* _Set exercise_:
Locate each line in the records below that contains the string "slice", matching case exactly, and copy those lines out.

++++

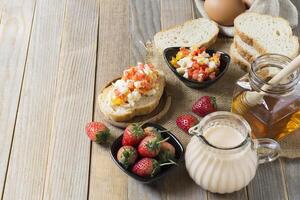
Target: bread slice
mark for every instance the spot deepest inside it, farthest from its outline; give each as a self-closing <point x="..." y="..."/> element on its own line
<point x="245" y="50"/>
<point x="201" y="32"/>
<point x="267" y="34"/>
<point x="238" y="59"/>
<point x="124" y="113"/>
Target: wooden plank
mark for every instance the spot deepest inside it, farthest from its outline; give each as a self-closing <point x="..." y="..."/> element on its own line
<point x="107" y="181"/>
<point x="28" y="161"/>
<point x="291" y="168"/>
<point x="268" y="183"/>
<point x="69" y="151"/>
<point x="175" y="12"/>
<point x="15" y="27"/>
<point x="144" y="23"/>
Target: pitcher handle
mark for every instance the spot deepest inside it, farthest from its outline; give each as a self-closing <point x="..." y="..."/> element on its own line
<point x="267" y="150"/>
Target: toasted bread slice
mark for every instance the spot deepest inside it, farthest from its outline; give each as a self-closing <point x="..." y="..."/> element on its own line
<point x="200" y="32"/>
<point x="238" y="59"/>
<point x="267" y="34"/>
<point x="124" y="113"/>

++++

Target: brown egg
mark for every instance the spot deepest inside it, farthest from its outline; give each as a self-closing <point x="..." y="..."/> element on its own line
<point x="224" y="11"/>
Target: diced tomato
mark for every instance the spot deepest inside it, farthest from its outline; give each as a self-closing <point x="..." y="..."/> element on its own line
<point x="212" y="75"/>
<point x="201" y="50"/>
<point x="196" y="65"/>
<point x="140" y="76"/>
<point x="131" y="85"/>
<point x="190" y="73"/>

++++

* _Exercise answer_:
Target: bread slice
Target: toasted bread slice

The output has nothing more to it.